Switzerland, which has also been badly hit by the Trump trade wars, has just reported that its economy shrank by 0.5% in July-September compared with the previous three months.
The downturn is being blamed on weakness in the chemical and pharmaceutical sectors, which were both hurt by the new tariffs imposed by Donald Trump this year.
Switzerland’s State Secretariat for Economic Affairs says:
Driven by a sharp decline in value added in the chemical and pharmaceutical sector, industry as a whole recorded negative growth. The services sector grew at a below-average rate.
Industry as a whole declined while the services sector grew at a below-average rate, the government added.
This will add to the relief in Zurich that they have reached a deal with Trump that cuts tariffs on Switzerland from 39% to 15% as part of a new trade pact.
G7 growth leaderboard
Japan is the first of the G7 countries to report its economy contracted in the last quarter.
With the US yet to report GDP data for Q3 2025, here’s the leaderboard:
France: + 0.5% quarterly growth
UK: +0.1%
Canada: +0.1% (provisional estimate)

— SUPPLIED MATERIAL —
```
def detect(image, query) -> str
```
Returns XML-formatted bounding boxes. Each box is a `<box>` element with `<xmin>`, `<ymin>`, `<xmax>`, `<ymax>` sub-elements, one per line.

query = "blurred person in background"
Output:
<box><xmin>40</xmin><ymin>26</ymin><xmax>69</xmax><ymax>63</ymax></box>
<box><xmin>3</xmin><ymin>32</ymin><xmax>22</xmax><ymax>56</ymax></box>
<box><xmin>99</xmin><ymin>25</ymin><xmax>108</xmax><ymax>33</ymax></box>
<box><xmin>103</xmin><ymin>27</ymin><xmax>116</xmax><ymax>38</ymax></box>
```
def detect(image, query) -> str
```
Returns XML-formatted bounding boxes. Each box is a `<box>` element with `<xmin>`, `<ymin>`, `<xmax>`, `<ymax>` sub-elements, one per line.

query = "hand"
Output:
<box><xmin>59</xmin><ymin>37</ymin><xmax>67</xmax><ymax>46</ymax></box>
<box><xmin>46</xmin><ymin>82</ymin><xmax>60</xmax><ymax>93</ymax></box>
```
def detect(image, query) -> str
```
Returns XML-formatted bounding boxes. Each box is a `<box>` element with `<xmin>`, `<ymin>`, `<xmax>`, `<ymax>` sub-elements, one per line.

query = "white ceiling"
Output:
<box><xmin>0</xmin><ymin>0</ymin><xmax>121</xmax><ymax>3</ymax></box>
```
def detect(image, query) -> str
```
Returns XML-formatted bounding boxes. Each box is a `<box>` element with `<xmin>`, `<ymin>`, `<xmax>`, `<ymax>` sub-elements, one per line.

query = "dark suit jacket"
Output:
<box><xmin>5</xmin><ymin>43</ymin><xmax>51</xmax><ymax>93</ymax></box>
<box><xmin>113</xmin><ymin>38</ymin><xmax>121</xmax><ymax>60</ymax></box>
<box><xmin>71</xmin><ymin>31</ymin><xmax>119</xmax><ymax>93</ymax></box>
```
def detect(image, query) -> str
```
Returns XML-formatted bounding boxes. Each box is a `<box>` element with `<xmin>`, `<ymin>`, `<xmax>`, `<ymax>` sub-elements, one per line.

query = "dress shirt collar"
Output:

— WORK TASK 1 —
Copy the economic news text exactly, starting at "Industry as a whole declined" and ending at "new trade pact.".
— WORK TASK 2 —
Carry the economic news text forward from its final line.

— ANSWER BOX 1 —
Industry as a whole declined while the services sector grew at a below-average rate, the government added.
This will add to the relief in Zurich that they have reached a deal with Trump that cuts tariffs on Switzerland from 39% to 15% as part of a new trade pact.

— ANSWER BOX 2 —
Germany: 0%
Italy: 0%
Japan: -0.4%
Japan's tourism shares slump as diplomatic rift with China deepens
As well as news that its economy shrank in the last quarter, Japan has also been hit by an escalating dispute with China over Taiwan.
Shares in Japanese tourism and retail companies have fallen today, after China advised its citizens to avoid travelling to Japan.
This move by Beijing escalated a diplomatic feud sparked by comments from Tokyo’s new prime minister, Sanae Takaichi, on the possibility of deploying forces in the event of a hypothetical Chinese attack on Taiwan.
This triggered a wave of selling across Japanese leisure stocks.
Shares in Oriental Land, which operates Tokyo Disneyland, have fallen by 5.7% today. Department store chain Isetan Mitsukoshi, which makes substantial sales to Chinese visitors, has tumbled by 11.3%.
Travel stocks were hit too, with Japan Airlines falling 3.75%.
Masahiko Loo, a senior fixed income strategist at State Street Investment Management in Tokyo, explains:
“The China–Japan dispute over Taiwan and Beijing’s advisory discouraging travel to Japan introduces near-term headwinds for consumer-facing sectors.
“Chinese visitors account for roughly 25% of Japan’s inbound traffic, making department stores, luxury retail, and hospitality particularly vulnerable.”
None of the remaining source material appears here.